(Beginning of Passage shown)
We included CT images from 39 patients with thoracic injuries who underwent CT scans. In these images, 256 rib fractures were detected by two radiologists. This result was defined as the gold standard. The performances of rib fracture detection by the software and two interns were compared via the McNemar test and the jackknife alternative free-response receiver operating characteristic (JAFROC) analysis.
The sensitivity of the DCNN software was significantly higher than those of both Intern A (0.645 vs 0.313; P < .001) and Intern B (0.645 vs 0.258; P < .001). Based on the JAFROC analysis, the differences in the figure-of-merits between the results obtained via the DCNN software and those by Interns A and B were 0.057 (95% confidence interval: −0.081, 0.195) and 0.071 (−0.082, 0.224), respectively. As the non-inferiority margin was set to −0.10, the DCNN software is non-inferior to the rib fracture detection performed by both interns.
In the detection of rib fractures, detection by the DCNN software could be an alternative to the interpretation performed by doctors who do not have intensive training experience in image interpretation.
Keywords: computed tomography, deep convolutional neural network, deep learning, external validation study, jackknife alternative free-response receiver operating characteristic analysis, rib fracture
1. Introduction
Rib fracture detection is an important task when interpreting the computed tomography (CT) images of patients with thoracic injuries. One of the reasons for this is that the presence of rib fractures could indicate large vessel injuries that lead to relatively high mortality rates.[1] Therefore, patients with such fractures require further medical investigation and detailed follow-up procedures.[2]
However, in recent years, the number of whole-body CT scans for trauma patients has rapidly increased.[3] Although the development of thin-slice CT images has improved the sensitivity of fracture detection, it has also increased the human effort required for CT image interpretation. It is difficult to prevent oversights during CT image interpretation considering the increasing number of CT images that radiologists have to interpret per day.[4] Previous results on the sensitivity of rib fracture detection using multi-planar reconstructions of CT images with an evaluation time of 30 s were found to be 77.5% even for experienced radiologists, and the sensitivity was even lower for radiology residents and interns.[5]
In contrast, significant progress has recently been made in clinical applications based on deep learning techniques for medical image interpretation; these applications have been useful for improving diagnostic accuracy and reducing human effort.[6–9]
Deep learning techniques have already been successfully applied to the detection of rib fractures.[10,11] However, to replace detection performed by doctors with deep learning techniques, researchers must verify statistically whether the detection performance of deep learning techniques is as good as or better than detection performed by doctors. This external validation has been lacking in previous studies.
Therefore, in this study, we evaluated the performance of rib fracture detection in CT images using a deep convolutional neural network (DCNN) and compared its diagnostic performance with those of doctors.
2. Materials and methods
Our institutional review board approved this retrospective study; accordingly, the requirement for informed consent from patients who were included in the study was waived.
(End of Passage shown)
**Your tasks:**
1) In the rib fracture detection passage, what was the sensitivity of the DCNN software?
2) Return everything in the rib fracture detection passage from "We included CT" down to "characteristic (JAFROC) analysis.", copied word for word.
(Beginning of Material shown)
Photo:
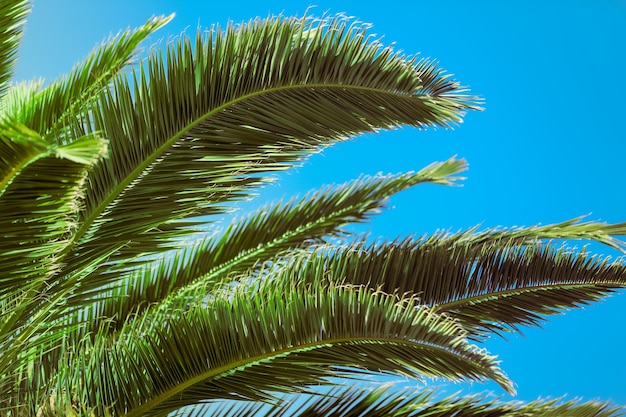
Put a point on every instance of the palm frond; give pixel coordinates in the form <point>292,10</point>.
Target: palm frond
<point>388,400</point>
<point>261,236</point>
<point>275,336</point>
<point>12,18</point>
<point>489,285</point>
<point>218,113</point>
<point>42,189</point>
<point>56,106</point>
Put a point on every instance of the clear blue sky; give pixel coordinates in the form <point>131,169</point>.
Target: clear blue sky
<point>550,145</point>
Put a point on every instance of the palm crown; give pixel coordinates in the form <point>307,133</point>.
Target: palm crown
<point>114,304</point>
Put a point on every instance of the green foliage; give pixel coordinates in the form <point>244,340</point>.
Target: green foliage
<point>114,305</point>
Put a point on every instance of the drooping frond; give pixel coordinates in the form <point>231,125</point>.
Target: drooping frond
<point>219,112</point>
<point>55,108</point>
<point>489,285</point>
<point>389,401</point>
<point>12,18</point>
<point>259,237</point>
<point>41,188</point>
<point>274,336</point>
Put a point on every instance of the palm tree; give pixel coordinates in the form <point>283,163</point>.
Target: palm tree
<point>122,296</point>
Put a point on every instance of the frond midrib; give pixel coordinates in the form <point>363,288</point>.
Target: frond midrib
<point>252,360</point>
<point>481,298</point>
<point>82,230</point>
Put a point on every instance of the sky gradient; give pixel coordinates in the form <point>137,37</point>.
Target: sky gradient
<point>550,145</point>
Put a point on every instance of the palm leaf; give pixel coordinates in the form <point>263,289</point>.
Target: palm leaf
<point>216,114</point>
<point>389,401</point>
<point>488,283</point>
<point>56,106</point>
<point>274,336</point>
<point>12,18</point>
<point>270,231</point>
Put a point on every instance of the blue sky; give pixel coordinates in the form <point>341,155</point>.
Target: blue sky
<point>549,146</point>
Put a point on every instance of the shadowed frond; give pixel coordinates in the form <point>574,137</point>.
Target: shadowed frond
<point>41,194</point>
<point>261,236</point>
<point>12,18</point>
<point>274,336</point>
<point>388,401</point>
<point>235,104</point>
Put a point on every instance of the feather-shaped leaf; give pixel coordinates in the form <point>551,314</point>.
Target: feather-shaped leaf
<point>270,337</point>
<point>489,283</point>
<point>389,401</point>
<point>12,18</point>
<point>218,113</point>
<point>259,237</point>
<point>57,105</point>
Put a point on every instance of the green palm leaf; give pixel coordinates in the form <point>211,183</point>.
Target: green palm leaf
<point>216,114</point>
<point>389,401</point>
<point>55,107</point>
<point>261,236</point>
<point>492,281</point>
<point>273,337</point>
<point>12,18</point>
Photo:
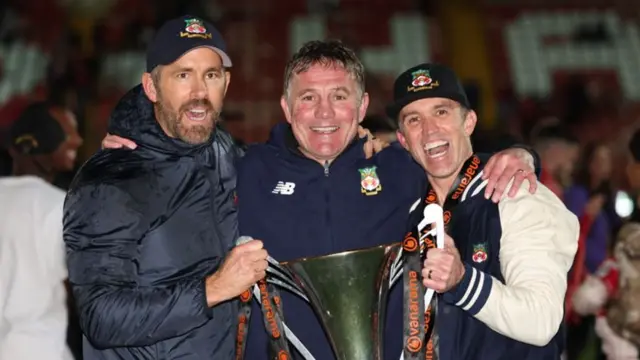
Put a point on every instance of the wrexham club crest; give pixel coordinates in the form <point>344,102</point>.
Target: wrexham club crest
<point>195,28</point>
<point>369,181</point>
<point>422,80</point>
<point>479,253</point>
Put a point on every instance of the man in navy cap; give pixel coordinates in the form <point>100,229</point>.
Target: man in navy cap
<point>502,275</point>
<point>149,232</point>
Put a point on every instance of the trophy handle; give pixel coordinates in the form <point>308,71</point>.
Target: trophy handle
<point>433,214</point>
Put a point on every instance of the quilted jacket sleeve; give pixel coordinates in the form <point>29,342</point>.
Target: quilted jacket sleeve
<point>102,230</point>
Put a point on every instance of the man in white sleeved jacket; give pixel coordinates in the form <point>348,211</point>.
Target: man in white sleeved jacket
<point>502,274</point>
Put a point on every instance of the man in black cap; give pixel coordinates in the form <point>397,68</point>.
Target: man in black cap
<point>503,272</point>
<point>42,143</point>
<point>149,232</point>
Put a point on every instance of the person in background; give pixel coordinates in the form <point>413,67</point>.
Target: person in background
<point>558,152</point>
<point>590,197</point>
<point>42,142</point>
<point>611,293</point>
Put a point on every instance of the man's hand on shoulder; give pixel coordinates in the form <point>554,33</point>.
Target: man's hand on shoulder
<point>511,164</point>
<point>242,268</point>
<point>117,142</point>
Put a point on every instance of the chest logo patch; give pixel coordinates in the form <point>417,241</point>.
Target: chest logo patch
<point>369,181</point>
<point>479,253</point>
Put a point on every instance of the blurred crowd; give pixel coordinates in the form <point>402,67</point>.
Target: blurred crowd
<point>581,130</point>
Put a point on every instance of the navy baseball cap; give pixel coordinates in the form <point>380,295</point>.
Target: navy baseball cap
<point>178,36</point>
<point>426,81</point>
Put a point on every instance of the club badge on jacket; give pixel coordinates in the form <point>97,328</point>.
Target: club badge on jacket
<point>369,181</point>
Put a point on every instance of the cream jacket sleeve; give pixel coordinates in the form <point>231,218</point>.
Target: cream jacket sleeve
<point>538,244</point>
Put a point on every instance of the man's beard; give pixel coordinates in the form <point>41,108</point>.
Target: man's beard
<point>194,134</point>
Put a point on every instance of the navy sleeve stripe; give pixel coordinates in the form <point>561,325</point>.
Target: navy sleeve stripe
<point>469,287</point>
<point>481,292</point>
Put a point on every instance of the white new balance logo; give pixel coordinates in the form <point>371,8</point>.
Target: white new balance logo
<point>284,188</point>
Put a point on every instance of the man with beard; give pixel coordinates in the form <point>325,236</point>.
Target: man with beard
<point>147,231</point>
<point>42,143</point>
<point>559,152</point>
<point>502,275</point>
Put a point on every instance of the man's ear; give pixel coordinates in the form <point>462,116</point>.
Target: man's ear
<point>227,78</point>
<point>364,105</point>
<point>149,87</point>
<point>470,122</point>
<point>285,108</point>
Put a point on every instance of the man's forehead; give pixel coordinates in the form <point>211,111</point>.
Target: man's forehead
<point>322,73</point>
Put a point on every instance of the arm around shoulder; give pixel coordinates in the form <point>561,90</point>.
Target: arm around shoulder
<point>103,225</point>
<point>537,248</point>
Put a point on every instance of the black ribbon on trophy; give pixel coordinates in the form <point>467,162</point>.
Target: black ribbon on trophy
<point>313,279</point>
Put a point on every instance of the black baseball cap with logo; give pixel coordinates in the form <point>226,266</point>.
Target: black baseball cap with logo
<point>178,36</point>
<point>426,81</point>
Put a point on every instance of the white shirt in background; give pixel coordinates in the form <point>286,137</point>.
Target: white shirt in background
<point>33,310</point>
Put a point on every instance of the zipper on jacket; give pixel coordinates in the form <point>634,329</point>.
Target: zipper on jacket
<point>327,199</point>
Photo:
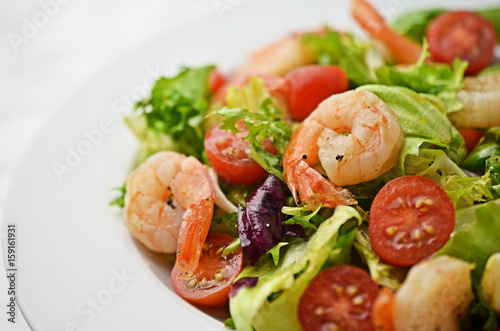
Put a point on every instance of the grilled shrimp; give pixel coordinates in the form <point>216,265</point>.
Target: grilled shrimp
<point>169,205</point>
<point>481,99</point>
<point>491,281</point>
<point>434,296</point>
<point>355,137</point>
<point>277,59</point>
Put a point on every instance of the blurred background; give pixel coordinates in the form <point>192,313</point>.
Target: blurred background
<point>48,49</point>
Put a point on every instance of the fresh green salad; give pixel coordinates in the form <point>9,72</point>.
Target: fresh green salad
<point>332,182</point>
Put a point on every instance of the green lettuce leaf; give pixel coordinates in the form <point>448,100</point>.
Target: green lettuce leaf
<point>382,273</point>
<point>344,50</point>
<point>171,118</point>
<point>435,164</point>
<point>414,24</point>
<point>476,234</point>
<point>421,120</point>
<point>488,145</point>
<point>272,303</point>
<point>439,80</point>
<point>263,123</point>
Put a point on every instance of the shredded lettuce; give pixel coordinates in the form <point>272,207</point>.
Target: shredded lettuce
<point>344,50</point>
<point>488,145</point>
<point>382,273</point>
<point>435,164</point>
<point>278,289</point>
<point>440,83</point>
<point>171,118</point>
<point>421,120</point>
<point>266,124</point>
<point>475,239</point>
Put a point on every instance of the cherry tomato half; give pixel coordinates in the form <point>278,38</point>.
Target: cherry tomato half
<point>462,34</point>
<point>211,283</point>
<point>311,84</point>
<point>411,217</point>
<point>471,137</point>
<point>382,311</point>
<point>229,155</point>
<point>338,298</point>
<point>215,81</point>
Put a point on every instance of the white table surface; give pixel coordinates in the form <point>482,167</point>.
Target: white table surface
<point>74,41</point>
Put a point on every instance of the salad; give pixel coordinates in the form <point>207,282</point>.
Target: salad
<point>332,182</point>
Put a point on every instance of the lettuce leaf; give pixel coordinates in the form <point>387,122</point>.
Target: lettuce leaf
<point>421,120</point>
<point>476,234</point>
<point>344,50</point>
<point>439,80</point>
<point>264,123</point>
<point>272,303</point>
<point>435,164</point>
<point>382,273</point>
<point>488,145</point>
<point>171,118</point>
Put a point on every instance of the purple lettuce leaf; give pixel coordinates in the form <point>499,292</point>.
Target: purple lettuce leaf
<point>295,230</point>
<point>260,224</point>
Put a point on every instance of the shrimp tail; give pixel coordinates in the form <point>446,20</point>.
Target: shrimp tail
<point>316,190</point>
<point>405,50</point>
<point>192,235</point>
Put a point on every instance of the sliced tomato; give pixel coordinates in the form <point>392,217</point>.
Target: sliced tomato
<point>229,155</point>
<point>211,283</point>
<point>411,217</point>
<point>215,81</point>
<point>462,34</point>
<point>471,137</point>
<point>311,84</point>
<point>382,311</point>
<point>338,298</point>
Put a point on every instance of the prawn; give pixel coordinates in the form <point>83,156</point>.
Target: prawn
<point>434,296</point>
<point>405,50</point>
<point>480,97</point>
<point>490,282</point>
<point>354,136</point>
<point>169,205</point>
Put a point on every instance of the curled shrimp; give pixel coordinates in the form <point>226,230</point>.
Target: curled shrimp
<point>277,59</point>
<point>434,296</point>
<point>356,138</point>
<point>481,102</point>
<point>405,50</point>
<point>169,206</point>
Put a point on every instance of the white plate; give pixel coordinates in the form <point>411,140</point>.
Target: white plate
<point>77,264</point>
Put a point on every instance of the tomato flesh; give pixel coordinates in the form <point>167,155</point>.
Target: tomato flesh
<point>338,298</point>
<point>411,217</point>
<point>462,34</point>
<point>311,84</point>
<point>211,283</point>
<point>382,311</point>
<point>229,155</point>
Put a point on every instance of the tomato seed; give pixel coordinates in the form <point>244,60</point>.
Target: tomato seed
<point>390,231</point>
<point>429,229</point>
<point>319,311</point>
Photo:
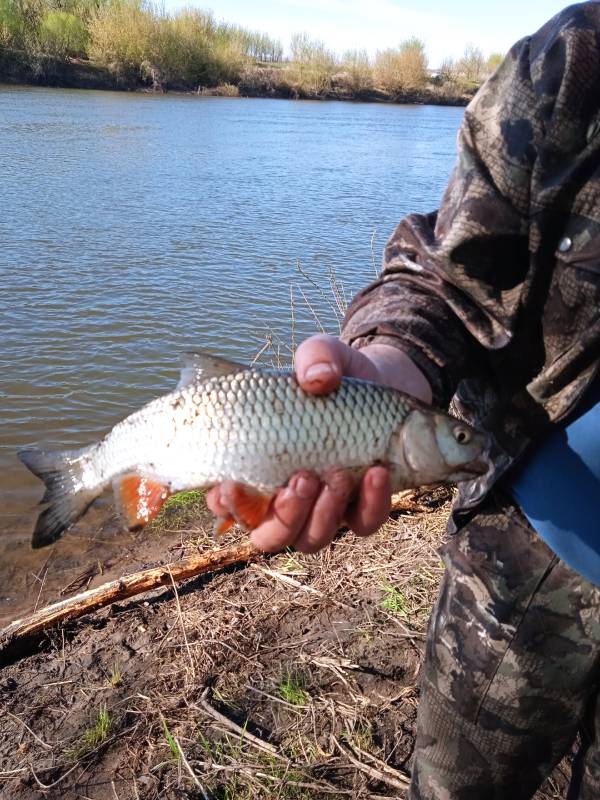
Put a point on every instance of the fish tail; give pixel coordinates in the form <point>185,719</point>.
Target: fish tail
<point>71,487</point>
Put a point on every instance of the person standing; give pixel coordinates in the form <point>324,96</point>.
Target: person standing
<point>492,304</point>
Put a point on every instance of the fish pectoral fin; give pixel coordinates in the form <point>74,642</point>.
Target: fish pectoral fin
<point>202,366</point>
<point>139,499</point>
<point>246,505</point>
<point>222,525</point>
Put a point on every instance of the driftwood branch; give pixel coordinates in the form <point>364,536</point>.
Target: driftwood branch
<point>22,632</point>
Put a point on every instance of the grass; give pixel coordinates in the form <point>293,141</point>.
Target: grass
<point>93,736</point>
<point>291,689</point>
<point>115,678</point>
<point>394,600</point>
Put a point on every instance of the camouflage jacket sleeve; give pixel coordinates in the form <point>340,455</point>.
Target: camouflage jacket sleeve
<point>455,281</point>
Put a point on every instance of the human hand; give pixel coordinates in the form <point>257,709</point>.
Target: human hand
<point>307,513</point>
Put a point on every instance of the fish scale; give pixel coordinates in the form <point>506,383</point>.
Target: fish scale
<point>257,428</point>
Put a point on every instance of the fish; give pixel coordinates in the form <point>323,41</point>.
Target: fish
<point>256,427</point>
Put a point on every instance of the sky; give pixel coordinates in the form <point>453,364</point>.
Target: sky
<point>445,27</point>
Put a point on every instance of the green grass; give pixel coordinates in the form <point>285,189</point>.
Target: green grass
<point>394,600</point>
<point>115,678</point>
<point>93,736</point>
<point>180,511</point>
<point>291,689</point>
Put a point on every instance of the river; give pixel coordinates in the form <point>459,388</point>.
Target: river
<point>134,227</point>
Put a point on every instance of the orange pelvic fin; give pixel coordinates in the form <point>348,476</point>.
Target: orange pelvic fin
<point>249,506</point>
<point>222,525</point>
<point>139,499</point>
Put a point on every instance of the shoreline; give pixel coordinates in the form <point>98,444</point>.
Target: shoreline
<point>21,69</point>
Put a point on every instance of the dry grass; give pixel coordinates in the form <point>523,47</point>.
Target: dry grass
<point>291,678</point>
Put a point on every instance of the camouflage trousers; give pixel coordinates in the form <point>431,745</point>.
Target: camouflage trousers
<point>512,668</point>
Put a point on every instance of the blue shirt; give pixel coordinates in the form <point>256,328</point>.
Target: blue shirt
<point>558,488</point>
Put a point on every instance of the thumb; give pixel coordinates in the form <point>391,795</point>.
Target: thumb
<point>319,364</point>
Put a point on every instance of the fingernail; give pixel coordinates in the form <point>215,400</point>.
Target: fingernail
<point>322,371</point>
<point>378,479</point>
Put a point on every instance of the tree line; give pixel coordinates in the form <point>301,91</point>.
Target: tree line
<point>191,49</point>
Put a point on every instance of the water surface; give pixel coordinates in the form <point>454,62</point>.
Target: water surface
<point>134,227</point>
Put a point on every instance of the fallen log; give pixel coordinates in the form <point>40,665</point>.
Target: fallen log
<point>22,632</point>
<point>17,638</point>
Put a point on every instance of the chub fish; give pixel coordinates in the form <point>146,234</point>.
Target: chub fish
<point>227,421</point>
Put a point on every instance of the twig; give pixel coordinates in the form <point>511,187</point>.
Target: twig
<point>373,252</point>
<point>186,764</point>
<point>185,639</point>
<point>242,732</point>
<point>389,776</point>
<point>44,744</point>
<point>293,315</point>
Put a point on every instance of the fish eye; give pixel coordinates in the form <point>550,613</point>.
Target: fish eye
<point>462,435</point>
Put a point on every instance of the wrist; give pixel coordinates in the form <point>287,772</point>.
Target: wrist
<point>396,369</point>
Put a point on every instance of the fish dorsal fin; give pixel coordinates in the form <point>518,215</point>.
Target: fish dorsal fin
<point>202,366</point>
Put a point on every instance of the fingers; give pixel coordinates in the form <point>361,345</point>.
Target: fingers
<point>373,503</point>
<point>214,502</point>
<point>320,362</point>
<point>289,513</point>
<point>308,514</point>
<point>327,514</point>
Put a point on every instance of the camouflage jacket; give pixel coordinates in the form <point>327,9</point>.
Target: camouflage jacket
<point>496,296</point>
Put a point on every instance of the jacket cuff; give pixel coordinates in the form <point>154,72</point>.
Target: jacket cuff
<point>425,360</point>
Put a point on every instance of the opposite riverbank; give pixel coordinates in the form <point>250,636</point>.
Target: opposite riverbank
<point>268,80</point>
<point>295,677</point>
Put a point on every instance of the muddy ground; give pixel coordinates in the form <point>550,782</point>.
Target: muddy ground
<point>293,677</point>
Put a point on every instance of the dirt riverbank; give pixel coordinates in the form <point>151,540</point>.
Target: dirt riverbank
<point>294,677</point>
<point>17,67</point>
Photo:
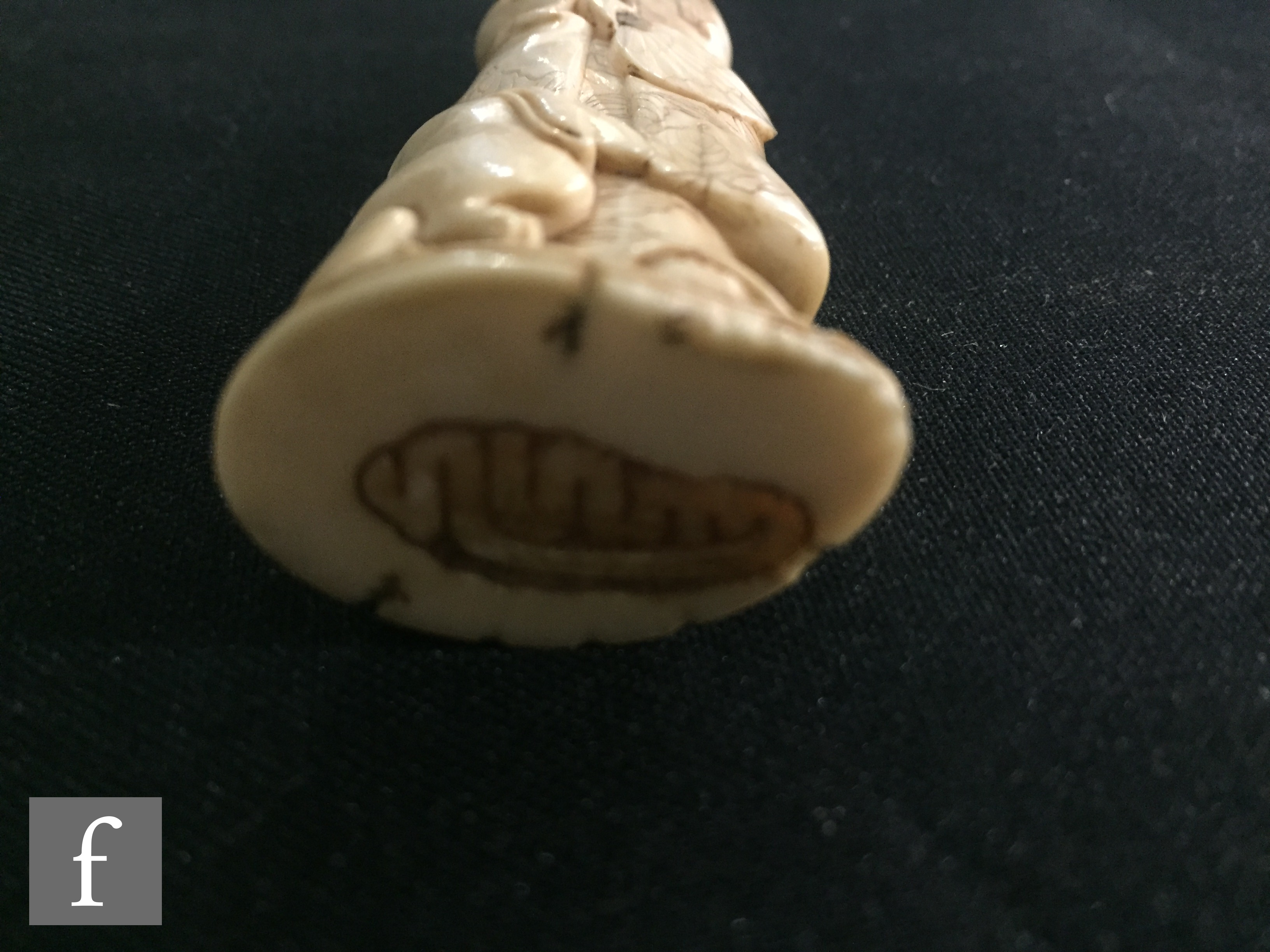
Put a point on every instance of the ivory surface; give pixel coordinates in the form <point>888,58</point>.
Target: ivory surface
<point>559,381</point>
(End of Material shown)
**Task-by-task results:**
1) 0.645

2)
We included CT images from 39 patients with thoracic injuries who underwent CT scans. In these images, 256 rib fractures were detected by two radiologists. This result was defined as the gold standard. The performances of rib fracture detection by the software and two interns were compared via the McNemar test and the jackknife alternative free-response receiver operating characteristic (JAFROC) analysis.